→ **What to do**
In the text below about the DYNASTY title music, what three parts make up the structure of the tune?

-- start Text shown --

That’s why I think it is possible to say something about, in my case, the famous DYNASTY soap as a whole by studying the intricately detailed and polysemic title sequence. I’ll leave the discussion of the visuals and organization of visuals in the title sequence for now (of which there is much to be said), and move on to one of most important aspects of the TV title rhetorics – the music.
Bill Conti’s indelible DYNASTY theme was not just a classy tune that opened the weekly show. It was an incredible example of effective rhetorics in film music. The title sequence was actually made to fit the music. Let’s look at it in more detail:
It is a very simple and highly conventional tune structured in three parts: first a main melody or theme, then a contrasting middle section and finally a repeat of the main theme. Conti’s piece is thus formed not so much as an overture to a (soap) opera, but rather as a sonata (home-away-home again). This is a very narrative approach.
The simplicity of the tune is very conscious in order to make this narrative “understandable” to western audiences: The main theme, particulalrly the first two bars, is constructed on quart-, quint- and octave intervals characteristic of military fanfares and royal rituals. This carries connotations to glorified power, both royal and military. The brass tone of a trumpet carries similar connotations.

-- end Text shown --
-- start Given information --

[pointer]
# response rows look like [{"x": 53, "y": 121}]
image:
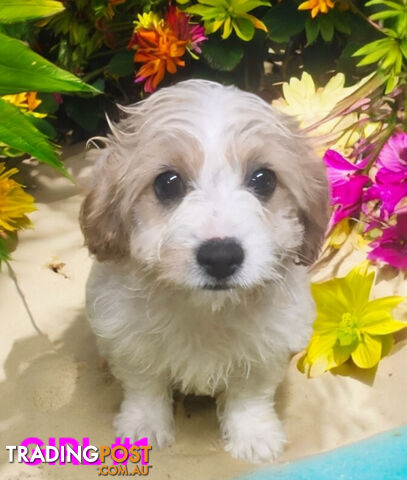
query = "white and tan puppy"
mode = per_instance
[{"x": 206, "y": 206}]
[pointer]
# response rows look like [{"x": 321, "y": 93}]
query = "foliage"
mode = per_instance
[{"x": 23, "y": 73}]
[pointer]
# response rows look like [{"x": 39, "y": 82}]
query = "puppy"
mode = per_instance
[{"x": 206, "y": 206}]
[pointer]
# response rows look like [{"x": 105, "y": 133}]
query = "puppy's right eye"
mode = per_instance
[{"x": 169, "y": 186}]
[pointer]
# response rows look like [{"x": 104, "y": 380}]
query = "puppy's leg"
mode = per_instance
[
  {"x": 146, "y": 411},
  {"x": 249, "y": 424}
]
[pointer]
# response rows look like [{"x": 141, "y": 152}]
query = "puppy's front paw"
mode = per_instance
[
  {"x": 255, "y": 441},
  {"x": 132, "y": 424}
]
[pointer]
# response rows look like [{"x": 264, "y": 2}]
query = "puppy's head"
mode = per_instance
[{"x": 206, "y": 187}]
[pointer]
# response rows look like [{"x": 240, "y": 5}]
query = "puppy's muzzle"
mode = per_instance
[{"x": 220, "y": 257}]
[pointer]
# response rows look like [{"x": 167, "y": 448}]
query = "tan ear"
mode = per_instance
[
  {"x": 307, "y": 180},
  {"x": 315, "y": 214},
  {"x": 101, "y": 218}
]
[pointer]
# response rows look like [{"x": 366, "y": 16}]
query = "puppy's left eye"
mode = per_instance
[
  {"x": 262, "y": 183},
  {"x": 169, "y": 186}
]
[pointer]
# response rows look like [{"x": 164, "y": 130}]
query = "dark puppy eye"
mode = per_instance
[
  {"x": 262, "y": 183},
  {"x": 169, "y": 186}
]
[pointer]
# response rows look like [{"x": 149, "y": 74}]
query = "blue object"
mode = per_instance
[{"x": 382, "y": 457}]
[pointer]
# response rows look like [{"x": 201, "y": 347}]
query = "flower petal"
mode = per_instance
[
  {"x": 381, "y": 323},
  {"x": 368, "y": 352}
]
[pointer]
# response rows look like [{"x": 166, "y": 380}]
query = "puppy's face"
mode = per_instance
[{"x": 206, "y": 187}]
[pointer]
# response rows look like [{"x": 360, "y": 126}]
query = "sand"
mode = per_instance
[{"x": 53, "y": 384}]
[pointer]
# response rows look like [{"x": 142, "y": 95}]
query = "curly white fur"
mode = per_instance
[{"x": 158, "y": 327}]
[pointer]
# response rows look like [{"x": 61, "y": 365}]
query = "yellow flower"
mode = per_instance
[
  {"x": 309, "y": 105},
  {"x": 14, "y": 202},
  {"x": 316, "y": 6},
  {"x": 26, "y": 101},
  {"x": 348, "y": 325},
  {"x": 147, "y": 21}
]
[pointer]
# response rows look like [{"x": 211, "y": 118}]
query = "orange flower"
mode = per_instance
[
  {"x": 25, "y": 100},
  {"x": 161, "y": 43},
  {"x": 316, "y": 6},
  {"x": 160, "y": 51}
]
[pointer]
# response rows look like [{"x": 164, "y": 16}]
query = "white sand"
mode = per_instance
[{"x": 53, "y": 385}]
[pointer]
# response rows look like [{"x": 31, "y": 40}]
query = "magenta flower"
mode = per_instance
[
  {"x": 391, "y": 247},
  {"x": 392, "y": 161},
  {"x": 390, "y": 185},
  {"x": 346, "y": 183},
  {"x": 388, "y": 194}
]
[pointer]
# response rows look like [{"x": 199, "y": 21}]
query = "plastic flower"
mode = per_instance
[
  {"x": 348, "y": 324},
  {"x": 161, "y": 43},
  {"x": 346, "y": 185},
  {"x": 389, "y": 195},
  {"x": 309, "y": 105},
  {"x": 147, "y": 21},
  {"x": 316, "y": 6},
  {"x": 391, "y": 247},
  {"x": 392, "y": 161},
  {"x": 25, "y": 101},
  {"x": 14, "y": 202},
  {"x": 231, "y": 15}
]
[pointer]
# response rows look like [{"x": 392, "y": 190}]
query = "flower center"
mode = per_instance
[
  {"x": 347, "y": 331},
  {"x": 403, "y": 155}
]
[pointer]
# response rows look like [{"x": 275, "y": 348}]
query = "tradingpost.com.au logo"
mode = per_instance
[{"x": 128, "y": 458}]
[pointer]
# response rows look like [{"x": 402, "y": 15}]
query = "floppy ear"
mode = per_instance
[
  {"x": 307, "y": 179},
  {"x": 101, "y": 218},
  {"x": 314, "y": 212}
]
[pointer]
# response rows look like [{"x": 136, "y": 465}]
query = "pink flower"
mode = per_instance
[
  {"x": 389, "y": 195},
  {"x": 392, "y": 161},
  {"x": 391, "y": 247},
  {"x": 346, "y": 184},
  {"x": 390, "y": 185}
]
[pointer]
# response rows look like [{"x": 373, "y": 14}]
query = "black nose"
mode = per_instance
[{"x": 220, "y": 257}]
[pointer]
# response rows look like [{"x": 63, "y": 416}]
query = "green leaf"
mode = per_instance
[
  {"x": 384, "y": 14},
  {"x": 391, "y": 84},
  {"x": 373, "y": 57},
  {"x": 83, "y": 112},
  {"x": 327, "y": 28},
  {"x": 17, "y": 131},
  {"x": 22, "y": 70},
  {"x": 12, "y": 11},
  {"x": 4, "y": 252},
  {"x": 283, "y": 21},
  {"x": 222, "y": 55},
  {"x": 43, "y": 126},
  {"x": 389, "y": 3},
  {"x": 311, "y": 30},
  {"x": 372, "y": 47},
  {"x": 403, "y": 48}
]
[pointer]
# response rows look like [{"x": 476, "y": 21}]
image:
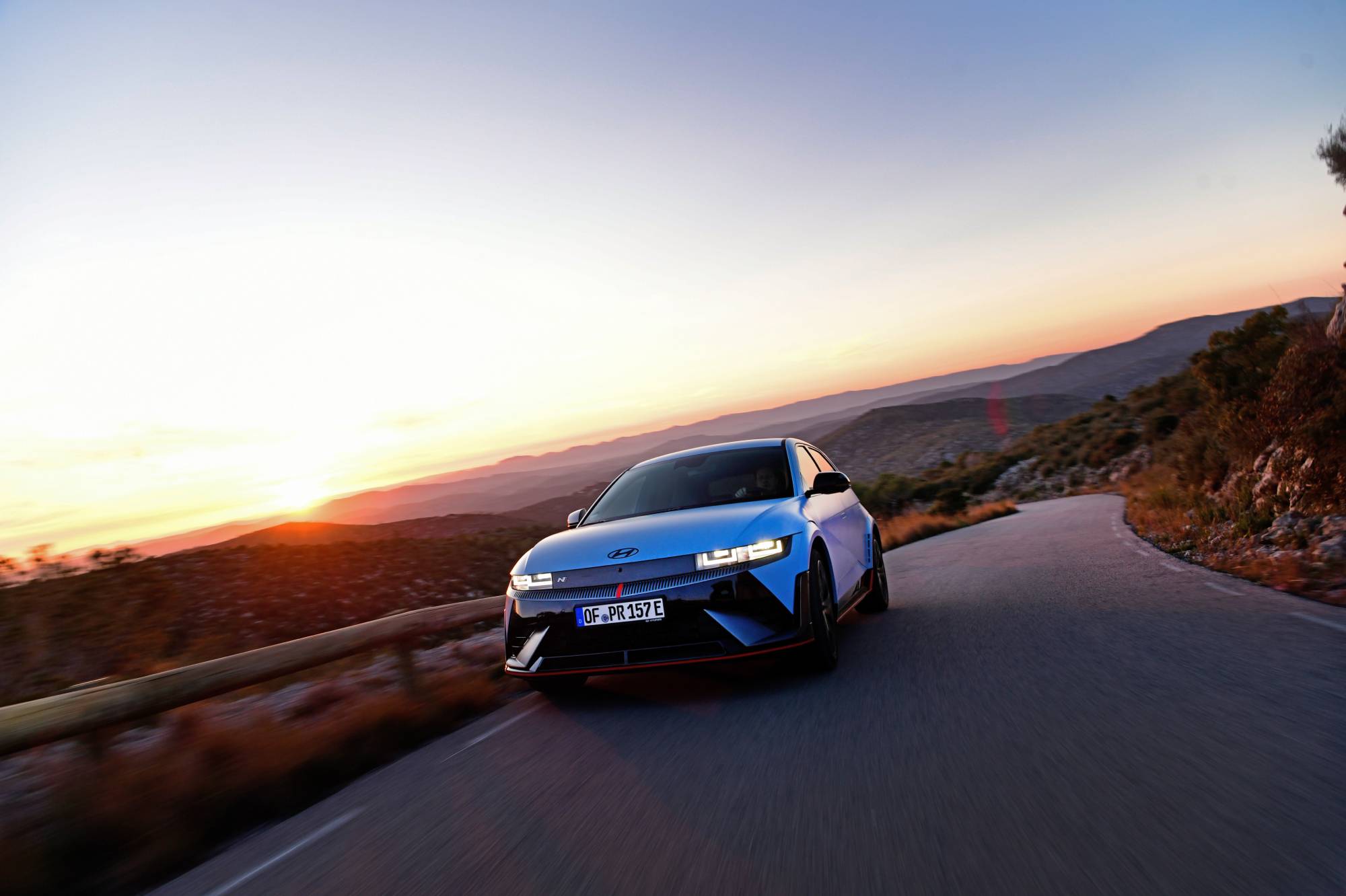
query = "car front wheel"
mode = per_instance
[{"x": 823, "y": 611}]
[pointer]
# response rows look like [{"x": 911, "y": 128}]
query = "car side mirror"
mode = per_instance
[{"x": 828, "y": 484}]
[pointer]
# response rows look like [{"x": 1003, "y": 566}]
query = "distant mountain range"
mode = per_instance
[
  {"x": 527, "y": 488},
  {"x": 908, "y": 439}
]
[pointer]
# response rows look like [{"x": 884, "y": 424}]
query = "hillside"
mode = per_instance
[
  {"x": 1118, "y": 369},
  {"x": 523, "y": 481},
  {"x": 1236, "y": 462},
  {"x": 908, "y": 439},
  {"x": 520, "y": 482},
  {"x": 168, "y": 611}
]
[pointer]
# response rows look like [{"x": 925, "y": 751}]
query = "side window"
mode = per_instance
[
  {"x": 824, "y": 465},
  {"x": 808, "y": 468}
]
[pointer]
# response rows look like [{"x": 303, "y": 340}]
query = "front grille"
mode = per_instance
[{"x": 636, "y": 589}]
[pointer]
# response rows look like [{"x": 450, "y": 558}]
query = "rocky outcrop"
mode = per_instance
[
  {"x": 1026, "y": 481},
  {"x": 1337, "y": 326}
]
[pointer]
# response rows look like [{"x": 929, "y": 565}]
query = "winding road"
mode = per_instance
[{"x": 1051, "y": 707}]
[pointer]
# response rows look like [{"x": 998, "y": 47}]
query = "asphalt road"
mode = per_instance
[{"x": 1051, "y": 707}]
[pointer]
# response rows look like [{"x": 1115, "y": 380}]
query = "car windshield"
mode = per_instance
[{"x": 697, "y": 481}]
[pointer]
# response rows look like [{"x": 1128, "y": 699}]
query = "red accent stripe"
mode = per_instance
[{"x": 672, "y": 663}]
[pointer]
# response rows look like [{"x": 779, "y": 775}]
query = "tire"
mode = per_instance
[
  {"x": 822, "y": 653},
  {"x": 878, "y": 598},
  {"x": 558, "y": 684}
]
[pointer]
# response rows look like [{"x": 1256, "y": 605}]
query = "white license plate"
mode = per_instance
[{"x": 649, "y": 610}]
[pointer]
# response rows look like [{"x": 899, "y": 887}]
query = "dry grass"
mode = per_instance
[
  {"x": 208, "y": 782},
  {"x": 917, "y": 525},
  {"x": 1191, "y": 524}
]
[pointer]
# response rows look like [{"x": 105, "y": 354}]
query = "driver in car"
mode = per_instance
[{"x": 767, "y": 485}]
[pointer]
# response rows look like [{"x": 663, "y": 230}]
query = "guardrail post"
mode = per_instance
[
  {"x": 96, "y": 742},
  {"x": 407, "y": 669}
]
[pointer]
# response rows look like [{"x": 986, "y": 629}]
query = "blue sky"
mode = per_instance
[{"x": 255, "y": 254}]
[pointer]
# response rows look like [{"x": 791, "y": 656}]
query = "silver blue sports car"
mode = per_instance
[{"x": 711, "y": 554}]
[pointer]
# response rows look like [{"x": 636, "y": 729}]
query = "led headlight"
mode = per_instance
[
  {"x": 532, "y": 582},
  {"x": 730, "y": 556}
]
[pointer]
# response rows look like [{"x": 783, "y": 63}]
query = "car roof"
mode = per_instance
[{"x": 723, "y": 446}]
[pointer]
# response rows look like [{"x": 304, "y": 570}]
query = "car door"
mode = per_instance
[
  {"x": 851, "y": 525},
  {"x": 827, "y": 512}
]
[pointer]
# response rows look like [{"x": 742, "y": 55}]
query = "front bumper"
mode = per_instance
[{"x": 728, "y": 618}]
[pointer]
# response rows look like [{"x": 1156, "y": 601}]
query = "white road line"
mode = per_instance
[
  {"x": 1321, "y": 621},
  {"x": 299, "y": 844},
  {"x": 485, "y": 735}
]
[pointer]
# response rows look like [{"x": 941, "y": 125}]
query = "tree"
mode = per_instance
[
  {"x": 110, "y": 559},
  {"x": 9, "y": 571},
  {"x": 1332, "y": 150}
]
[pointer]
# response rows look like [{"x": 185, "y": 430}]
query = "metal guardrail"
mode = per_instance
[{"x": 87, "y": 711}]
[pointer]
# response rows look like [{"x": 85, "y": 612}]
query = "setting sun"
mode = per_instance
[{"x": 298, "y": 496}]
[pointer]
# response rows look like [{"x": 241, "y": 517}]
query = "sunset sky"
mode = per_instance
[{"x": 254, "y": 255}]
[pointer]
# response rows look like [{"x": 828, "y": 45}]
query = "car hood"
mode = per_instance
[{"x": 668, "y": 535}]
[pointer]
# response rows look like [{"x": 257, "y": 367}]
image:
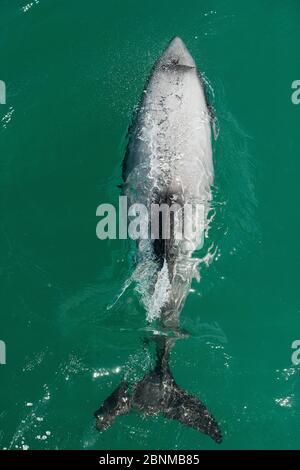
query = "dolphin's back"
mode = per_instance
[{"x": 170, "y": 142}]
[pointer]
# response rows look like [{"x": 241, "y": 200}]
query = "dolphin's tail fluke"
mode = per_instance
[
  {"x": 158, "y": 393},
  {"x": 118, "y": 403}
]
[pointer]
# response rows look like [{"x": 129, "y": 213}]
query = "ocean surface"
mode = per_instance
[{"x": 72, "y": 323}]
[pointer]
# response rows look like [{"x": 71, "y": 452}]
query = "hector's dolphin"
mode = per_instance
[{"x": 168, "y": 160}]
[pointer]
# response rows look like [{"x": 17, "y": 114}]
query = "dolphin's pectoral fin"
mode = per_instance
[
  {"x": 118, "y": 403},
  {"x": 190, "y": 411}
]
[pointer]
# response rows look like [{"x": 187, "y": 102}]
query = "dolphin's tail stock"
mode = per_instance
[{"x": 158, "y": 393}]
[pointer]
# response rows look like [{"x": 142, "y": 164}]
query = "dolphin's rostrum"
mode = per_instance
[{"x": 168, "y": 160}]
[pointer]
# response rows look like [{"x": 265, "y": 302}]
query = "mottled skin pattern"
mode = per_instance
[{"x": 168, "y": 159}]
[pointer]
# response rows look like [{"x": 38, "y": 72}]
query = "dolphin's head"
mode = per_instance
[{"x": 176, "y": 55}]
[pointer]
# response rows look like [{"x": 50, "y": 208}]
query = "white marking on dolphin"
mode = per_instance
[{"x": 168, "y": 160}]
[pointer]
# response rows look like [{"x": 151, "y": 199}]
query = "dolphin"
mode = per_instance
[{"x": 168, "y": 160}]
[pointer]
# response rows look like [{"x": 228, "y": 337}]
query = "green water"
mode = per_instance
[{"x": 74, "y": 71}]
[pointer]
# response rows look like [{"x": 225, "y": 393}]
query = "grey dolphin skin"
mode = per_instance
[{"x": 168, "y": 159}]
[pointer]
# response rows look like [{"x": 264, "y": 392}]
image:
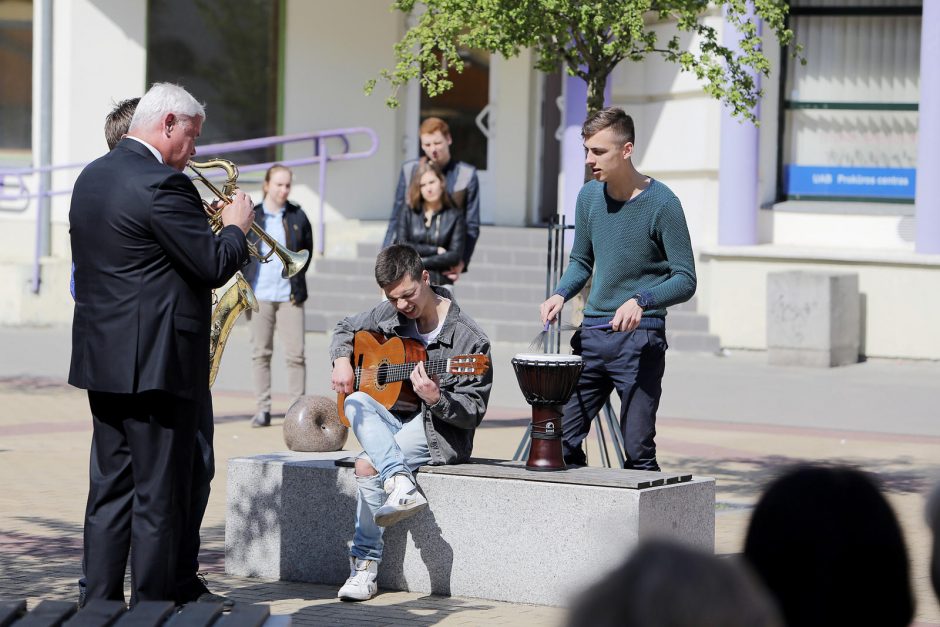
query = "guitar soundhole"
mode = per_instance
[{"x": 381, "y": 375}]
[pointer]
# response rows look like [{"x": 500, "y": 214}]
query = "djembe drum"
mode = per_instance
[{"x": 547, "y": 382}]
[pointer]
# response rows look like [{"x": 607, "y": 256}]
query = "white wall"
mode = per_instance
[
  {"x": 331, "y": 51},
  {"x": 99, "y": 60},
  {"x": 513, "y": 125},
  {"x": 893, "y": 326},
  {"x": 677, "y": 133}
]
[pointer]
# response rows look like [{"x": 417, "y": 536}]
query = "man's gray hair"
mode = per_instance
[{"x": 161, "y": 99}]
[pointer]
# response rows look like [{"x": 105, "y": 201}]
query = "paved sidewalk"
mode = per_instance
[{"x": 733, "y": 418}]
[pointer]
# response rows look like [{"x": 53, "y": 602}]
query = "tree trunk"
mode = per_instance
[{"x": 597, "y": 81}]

-- end Given information --

→ **Exercise solution**
A main melody or theme, a contrasting middle section, and a repeat of the main theme.